Stated problem: Can you pull out every line in the records below that contains the word "water"?

Provided records:
────────
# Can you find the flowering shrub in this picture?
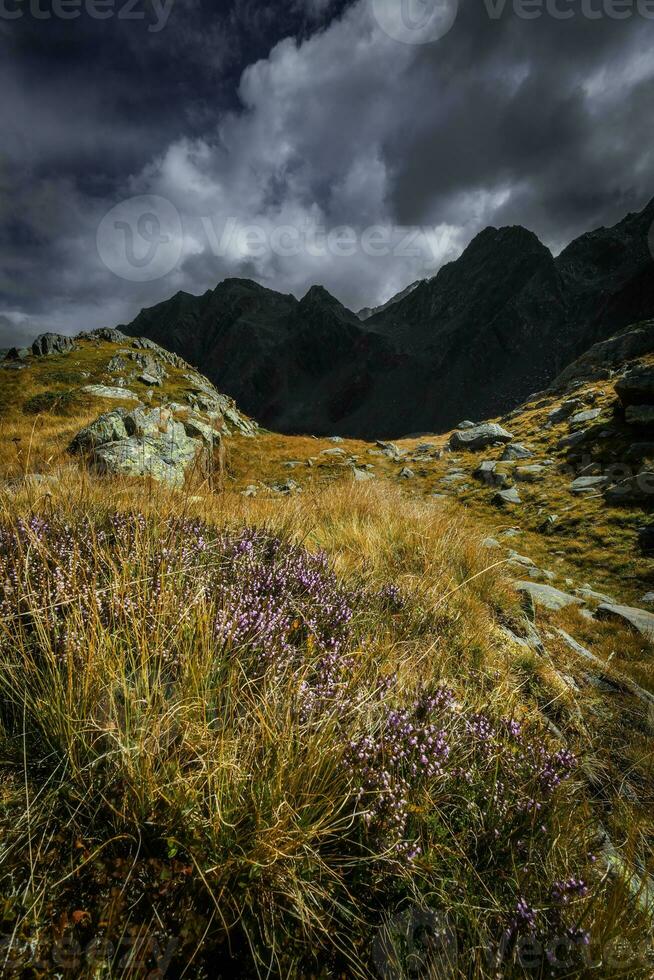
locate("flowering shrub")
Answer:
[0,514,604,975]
────────
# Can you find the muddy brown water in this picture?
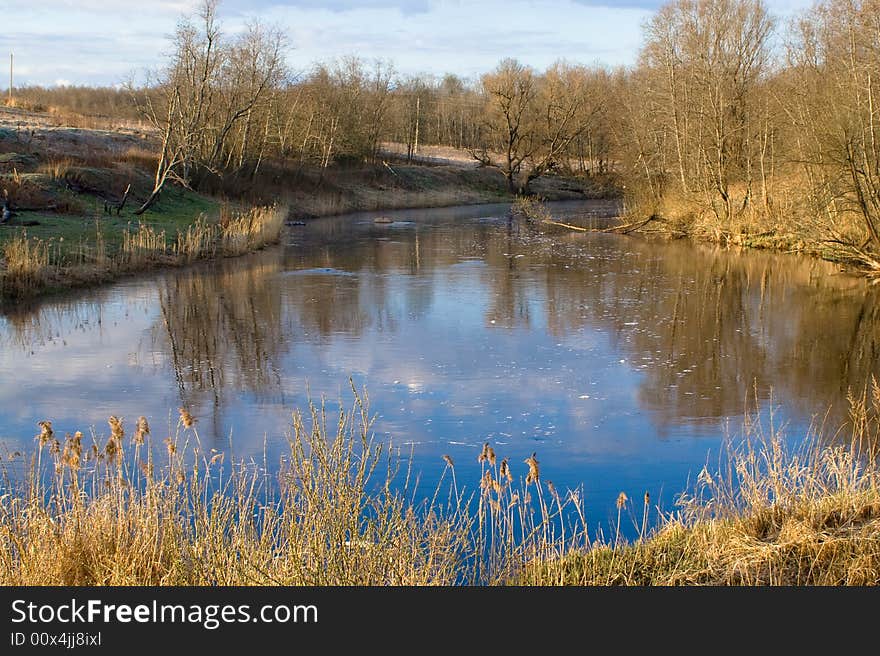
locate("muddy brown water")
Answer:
────────
Expected answer:
# Can you find the muddy brown water in this picture?
locate("muddy brown water")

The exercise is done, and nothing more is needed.